» INSTRUCTIONS FOR THE TASK:
Every line of the data is to be output verbatim.

» SOURCE DATA:
◇ ◇ ◇ ◇ ◇

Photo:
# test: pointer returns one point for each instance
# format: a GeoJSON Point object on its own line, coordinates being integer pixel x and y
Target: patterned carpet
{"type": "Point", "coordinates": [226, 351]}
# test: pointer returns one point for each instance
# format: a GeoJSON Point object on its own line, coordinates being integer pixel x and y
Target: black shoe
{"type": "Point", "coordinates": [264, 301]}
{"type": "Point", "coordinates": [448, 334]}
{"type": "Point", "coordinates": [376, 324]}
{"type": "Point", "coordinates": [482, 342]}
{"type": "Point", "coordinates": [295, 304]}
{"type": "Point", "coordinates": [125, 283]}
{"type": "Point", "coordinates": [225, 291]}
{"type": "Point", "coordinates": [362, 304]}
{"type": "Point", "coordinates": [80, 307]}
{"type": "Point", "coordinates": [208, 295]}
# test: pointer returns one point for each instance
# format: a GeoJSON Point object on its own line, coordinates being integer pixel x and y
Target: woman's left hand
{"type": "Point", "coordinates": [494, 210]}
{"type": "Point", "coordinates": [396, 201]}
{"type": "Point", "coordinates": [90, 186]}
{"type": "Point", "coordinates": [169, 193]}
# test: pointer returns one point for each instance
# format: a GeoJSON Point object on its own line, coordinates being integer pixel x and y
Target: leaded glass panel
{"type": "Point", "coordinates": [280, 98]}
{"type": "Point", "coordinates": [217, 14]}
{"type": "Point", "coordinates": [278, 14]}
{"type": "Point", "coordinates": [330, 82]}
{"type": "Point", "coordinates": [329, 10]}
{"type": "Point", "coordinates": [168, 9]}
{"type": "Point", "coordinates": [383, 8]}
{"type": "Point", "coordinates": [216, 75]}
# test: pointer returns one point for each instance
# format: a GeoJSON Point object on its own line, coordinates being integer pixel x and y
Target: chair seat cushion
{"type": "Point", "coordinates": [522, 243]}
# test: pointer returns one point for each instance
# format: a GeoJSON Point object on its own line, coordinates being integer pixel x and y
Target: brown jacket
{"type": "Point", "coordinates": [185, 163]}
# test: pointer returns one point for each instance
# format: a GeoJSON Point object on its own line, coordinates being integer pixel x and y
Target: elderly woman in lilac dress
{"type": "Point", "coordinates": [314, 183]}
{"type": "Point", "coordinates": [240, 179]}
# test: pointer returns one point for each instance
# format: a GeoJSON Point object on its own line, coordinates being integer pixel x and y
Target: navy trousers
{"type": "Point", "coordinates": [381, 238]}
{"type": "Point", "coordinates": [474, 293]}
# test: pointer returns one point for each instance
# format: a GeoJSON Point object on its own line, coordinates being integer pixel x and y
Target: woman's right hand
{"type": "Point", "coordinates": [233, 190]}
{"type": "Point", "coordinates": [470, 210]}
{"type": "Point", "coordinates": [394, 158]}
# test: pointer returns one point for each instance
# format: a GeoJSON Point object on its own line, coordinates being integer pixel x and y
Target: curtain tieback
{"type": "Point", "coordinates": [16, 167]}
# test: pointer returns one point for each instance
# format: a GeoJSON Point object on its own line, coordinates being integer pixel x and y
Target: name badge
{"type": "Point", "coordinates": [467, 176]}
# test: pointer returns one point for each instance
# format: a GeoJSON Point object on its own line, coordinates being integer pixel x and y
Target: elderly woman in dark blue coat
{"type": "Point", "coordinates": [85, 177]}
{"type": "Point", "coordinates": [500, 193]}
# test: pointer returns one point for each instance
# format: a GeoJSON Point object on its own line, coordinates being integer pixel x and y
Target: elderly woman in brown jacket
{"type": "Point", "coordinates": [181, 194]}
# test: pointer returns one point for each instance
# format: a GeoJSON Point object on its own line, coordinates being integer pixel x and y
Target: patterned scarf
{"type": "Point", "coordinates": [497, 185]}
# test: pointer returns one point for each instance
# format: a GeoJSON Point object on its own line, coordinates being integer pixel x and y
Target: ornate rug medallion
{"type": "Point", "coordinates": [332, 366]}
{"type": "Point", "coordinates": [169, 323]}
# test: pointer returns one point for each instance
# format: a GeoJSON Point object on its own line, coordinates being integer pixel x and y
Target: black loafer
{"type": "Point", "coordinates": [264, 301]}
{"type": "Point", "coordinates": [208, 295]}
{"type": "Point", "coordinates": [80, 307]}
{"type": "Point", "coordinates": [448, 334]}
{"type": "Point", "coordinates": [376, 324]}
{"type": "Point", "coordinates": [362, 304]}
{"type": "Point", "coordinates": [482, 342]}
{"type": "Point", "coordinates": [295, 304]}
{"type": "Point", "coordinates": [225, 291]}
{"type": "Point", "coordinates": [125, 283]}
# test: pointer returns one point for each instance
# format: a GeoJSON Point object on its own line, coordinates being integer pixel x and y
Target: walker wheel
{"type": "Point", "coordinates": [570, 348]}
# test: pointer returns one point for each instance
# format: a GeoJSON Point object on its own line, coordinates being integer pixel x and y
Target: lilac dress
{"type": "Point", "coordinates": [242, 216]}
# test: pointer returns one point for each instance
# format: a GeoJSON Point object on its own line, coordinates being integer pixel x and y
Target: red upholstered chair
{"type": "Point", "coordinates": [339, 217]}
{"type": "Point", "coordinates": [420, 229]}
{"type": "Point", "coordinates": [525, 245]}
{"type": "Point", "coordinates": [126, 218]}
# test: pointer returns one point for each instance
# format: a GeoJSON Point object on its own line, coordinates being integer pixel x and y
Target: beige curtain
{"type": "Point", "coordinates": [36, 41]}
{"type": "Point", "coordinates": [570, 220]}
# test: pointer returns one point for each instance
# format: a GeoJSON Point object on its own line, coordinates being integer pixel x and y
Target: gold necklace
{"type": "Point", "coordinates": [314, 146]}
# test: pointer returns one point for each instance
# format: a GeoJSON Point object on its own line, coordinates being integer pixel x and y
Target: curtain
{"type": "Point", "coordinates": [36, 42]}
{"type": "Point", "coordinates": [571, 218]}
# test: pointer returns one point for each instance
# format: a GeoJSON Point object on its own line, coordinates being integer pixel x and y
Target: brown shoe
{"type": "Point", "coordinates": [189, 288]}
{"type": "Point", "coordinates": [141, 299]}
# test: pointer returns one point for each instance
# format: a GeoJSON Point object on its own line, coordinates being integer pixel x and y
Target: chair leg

◇ ◇ ◇ ◇ ◇

» RESPONSE TO THIS EXERCISE:
Photo:
# test: pointer returns one point for each instance
# format: a GeoJSON Point object on its own line, coordinates being integer pixel x and y
Target: patterned carpet
{"type": "Point", "coordinates": [226, 351]}
# test: pointer returns one point for each instance
# format: a GeoJSON Point object on its own line, coordinates being integer pixel x and y
Target: black shoe
{"type": "Point", "coordinates": [264, 301]}
{"type": "Point", "coordinates": [448, 334]}
{"type": "Point", "coordinates": [376, 324]}
{"type": "Point", "coordinates": [482, 342]}
{"type": "Point", "coordinates": [295, 304]}
{"type": "Point", "coordinates": [125, 283]}
{"type": "Point", "coordinates": [225, 291]}
{"type": "Point", "coordinates": [362, 304]}
{"type": "Point", "coordinates": [80, 307]}
{"type": "Point", "coordinates": [208, 295]}
# test: pointer returns one point for each instance
# format: a GeoJSON Point object on its own line, coordinates being integer pixel x and y
Target: woman's left hand
{"type": "Point", "coordinates": [494, 210]}
{"type": "Point", "coordinates": [396, 201]}
{"type": "Point", "coordinates": [90, 186]}
{"type": "Point", "coordinates": [169, 193]}
# test: pointer returns one point for each instance
# format: a GeoJSON Point object on its own line, coordinates being integer pixel x and y
Target: leaded glass panel
{"type": "Point", "coordinates": [280, 98]}
{"type": "Point", "coordinates": [217, 14]}
{"type": "Point", "coordinates": [278, 14]}
{"type": "Point", "coordinates": [330, 82]}
{"type": "Point", "coordinates": [329, 10]}
{"type": "Point", "coordinates": [168, 9]}
{"type": "Point", "coordinates": [383, 8]}
{"type": "Point", "coordinates": [216, 75]}
# test: pointer returns one point for each instance
# format: a GeoJSON Point object on its own line, coordinates being integer pixel x and y
Target: chair seat cushion
{"type": "Point", "coordinates": [522, 243]}
# test: pointer returns one point for each instance
# format: a GeoJSON Point object on its own line, coordinates being integer pixel x and y
Target: brown jacket
{"type": "Point", "coordinates": [185, 163]}
# test: pointer returns one point for each instance
# format: a GeoJSON Point object on its own line, coordinates being integer pixel x and y
Target: elderly woman in lilac dress
{"type": "Point", "coordinates": [314, 183]}
{"type": "Point", "coordinates": [240, 179]}
# test: pointer returns one point for each instance
# format: a GeoJSON Point object on its own line, coordinates being integer pixel x and y
Target: navy trousers
{"type": "Point", "coordinates": [381, 238]}
{"type": "Point", "coordinates": [474, 293]}
# test: pointer returns one point for each instance
# format: a GeoJSON Point object on its own line, coordinates being integer pixel x and y
Target: woman's right hand
{"type": "Point", "coordinates": [233, 190]}
{"type": "Point", "coordinates": [470, 210]}
{"type": "Point", "coordinates": [394, 158]}
# test: pointer returns one point for each instance
# format: a GeoJSON Point object on its own line, coordinates being integer pixel x and y
Target: curtain tieback
{"type": "Point", "coordinates": [16, 167]}
# test: pointer returns one point for each instance
# format: a GeoJSON Point object on its own line, coordinates being integer pixel x and y
Target: name badge
{"type": "Point", "coordinates": [467, 176]}
# test: pointer returns one point for each instance
# format: a GeoJSON Point object on its own line, coordinates being integer pixel x and y
Target: elderly woman in dark blue coat
{"type": "Point", "coordinates": [85, 177]}
{"type": "Point", "coordinates": [500, 193]}
# test: pointer returns one point for each instance
# format: a GeoJSON Point object on its own line, coordinates being integer pixel x and y
Target: elderly woman in brown jacket
{"type": "Point", "coordinates": [181, 194]}
# test: pointer returns one point for each instance
# format: a GeoJSON Point object on its own line, coordinates being integer pixel x and y
Target: patterned scarf
{"type": "Point", "coordinates": [497, 185]}
# test: pointer returns one point for each instance
# format: a GeoJSON Point object on its own line, coordinates being integer pixel x and y
Target: ornate rug medallion
{"type": "Point", "coordinates": [332, 366]}
{"type": "Point", "coordinates": [169, 323]}
# test: pointer returns one point for each instance
# format: a GeoJSON Point object on its own line, coordinates being integer pixel x and y
Target: black loafer
{"type": "Point", "coordinates": [264, 301]}
{"type": "Point", "coordinates": [208, 295]}
{"type": "Point", "coordinates": [80, 307]}
{"type": "Point", "coordinates": [448, 334]}
{"type": "Point", "coordinates": [376, 324]}
{"type": "Point", "coordinates": [362, 304]}
{"type": "Point", "coordinates": [482, 342]}
{"type": "Point", "coordinates": [295, 304]}
{"type": "Point", "coordinates": [225, 291]}
{"type": "Point", "coordinates": [125, 283]}
# test: pointer returns one point for each instance
# format: a GeoJSON Point object on its own line, coordinates being integer pixel x and y
Target: walker wheel
{"type": "Point", "coordinates": [570, 348]}
# test: pointer returns one point for each instance
# format: a GeoJSON Point object on its own line, coordinates being integer pixel x and y
Target: lilac dress
{"type": "Point", "coordinates": [242, 216]}
# test: pointer returns one point for each instance
# format: a GeoJSON Point object on its own line, coordinates being integer pixel x and y
Target: red upholstered chair
{"type": "Point", "coordinates": [339, 217]}
{"type": "Point", "coordinates": [420, 229]}
{"type": "Point", "coordinates": [525, 245]}
{"type": "Point", "coordinates": [126, 218]}
# test: pointer returns one point for each instance
# format: a GeoJSON Point object on its own line, coordinates being integer pixel x and y
Target: beige curtain
{"type": "Point", "coordinates": [36, 41]}
{"type": "Point", "coordinates": [570, 220]}
# test: pointer returns one point for each instance
# format: a GeoJSON Point object on its own line, coordinates being integer pixel x and y
Target: gold necklace
{"type": "Point", "coordinates": [314, 146]}
# test: pointer returns one point for each instance
# format: a GeoJSON Point object on its own line, coordinates being integer pixel x and y
Target: curtain
{"type": "Point", "coordinates": [36, 42]}
{"type": "Point", "coordinates": [571, 218]}
# test: pointer returns one point for each instance
# format: a GeoJSON Point object on its own line, coordinates being integer pixel x and y
Target: brown shoe
{"type": "Point", "coordinates": [189, 288]}
{"type": "Point", "coordinates": [141, 299]}
# test: pointer returns one point for each instance
# format: a GeoJSON Point object on its own line, coordinates being integer pixel x and y
Target: chair leg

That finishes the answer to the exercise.